Set the material down again exactly, line by line, skipping each picture.

• DATASET EXTRACT
══════════
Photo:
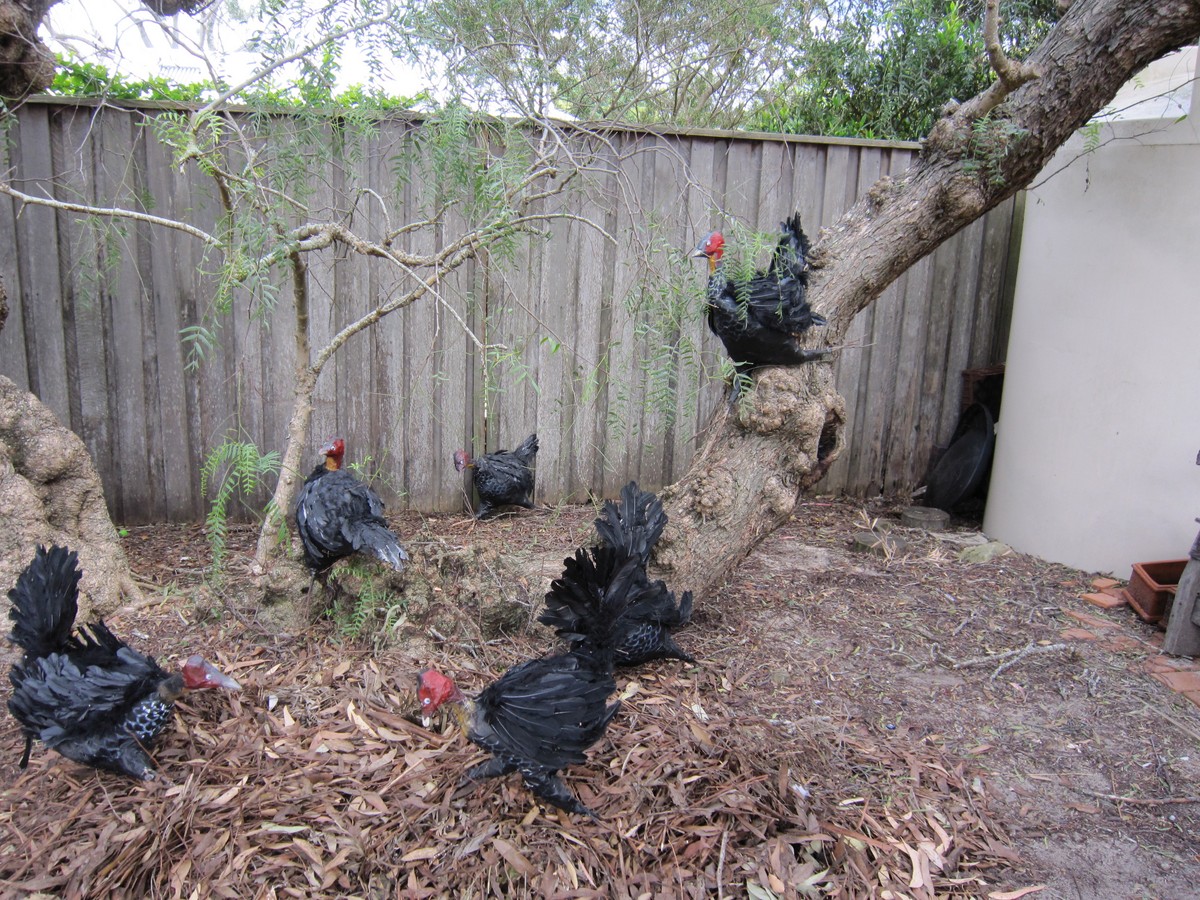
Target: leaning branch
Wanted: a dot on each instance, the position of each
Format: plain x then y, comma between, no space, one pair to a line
109,213
1012,73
══════════
• RESULT FOR THIS TASK
Photo:
Target: leaning branch
Wanted: a dot on each instance, the position of each
Format: plain x then y, comma between, no space, one pair to a line
109,213
1012,73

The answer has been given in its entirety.